Enunciado:
Responda a estas perguntas sobre o texto acerca de “O Quarto ao Lado”:
(a) Que filme de 30 minutos marcou a primeira experiência de Almodóvar em inglês?
(b) De quem é o livro em que o realizador encontrou o veículo para fazer o filme?
(c) Aonde vai a personagem de Julianne Moore, no capítulo que despertou o interesse do realizador?

Texto:
A primeira longa-metragem de Pedro Almodóvar falada integralmente em inglês, é interpretada pela norte-americana Julianne Moore e pela britânica Tilda Swinton, que regressa ao universo do realizador depois de “A Voz Humana”, filme de 30 minutos que marcou a primeira experiência de Almodóvar em inglês.

Em “O Quarto ao Lado”, o realizador decide assumir o desafio integral de um filme totalmente falado em inglês e passado nos Estados Unidos:

Para mim é como se fosse uma nova era, um filme em inglês, como podia ser ficção científica. Precisava apenas do veículo perfeito para o fazer, e encontrei-o nas páginas de um livro de Sigrid Nunez.

O livro é impossível de adaptar na totalidade, mas fiquei muito interessado no capítulo em que a personagem de Julianne Moore vai ao hospital ver a amiga. Decidi desenvolver uma história com estas duas personagens e com a morte por meio.

Martha e Ingrid, Tilda Swinton e Julianne Moore. Duas amigas enfrentam a morte que espreita a vida de uma delas, vítima de uma doença terminal. “O Quarto ao Lado” é um filme sobre a possibilidade de escolha do momento da morte, mas é também um filme sobre a vida, as escolhas e o amor que alimenta uma amizade capaz de resistir a tudo:

Este filme é um retrato de autodeterminação, alguém que decide tomar o controlo da sua morte, da forma como vive e como morre, dentro do que é possível. Creio que os filmes do Pedro têm uma tremenda força de vida, e respondemos a isso.

Como se nos filmes dele conseguíssemos ouvir os corações uns dos outros. Muito do que está aqui questiona o que significa estar vivo, o que significa um ser humano, o que significa ter um corpo, o que significa ter um amigo, ou ter uma testemunha.

Para mim, enquanto Ingrid, fiquei tocada por esta personagem que diz ‘estou aqui para ti’. Ela estava com medo, estava aterrorizada, a morte era algo que estava distante. Mas através desta amiga de longa data, que conhecia desde a faculdade, decide estar presente. E isso dá-lhe a sensação de estar mais viva.

Linhas fornecidas:
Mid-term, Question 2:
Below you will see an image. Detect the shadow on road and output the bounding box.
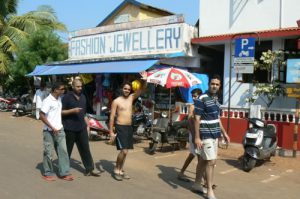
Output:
[95,160,115,173]
[70,158,85,173]
[156,165,205,198]
[35,162,43,175]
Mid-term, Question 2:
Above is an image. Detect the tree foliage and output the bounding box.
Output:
[247,50,286,107]
[0,0,66,74]
[7,30,68,92]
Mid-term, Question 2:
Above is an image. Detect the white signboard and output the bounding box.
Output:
[234,37,255,73]
[69,23,191,60]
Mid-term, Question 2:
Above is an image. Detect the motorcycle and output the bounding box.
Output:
[149,112,189,154]
[0,97,17,111]
[242,118,277,172]
[86,107,109,141]
[12,94,32,117]
[132,98,152,138]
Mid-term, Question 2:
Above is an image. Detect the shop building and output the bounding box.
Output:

Resposta:
(a) “A Voz Humana”.
(b) De Sigrid Nunez.
(c) Ao hospital, para ver a amiga.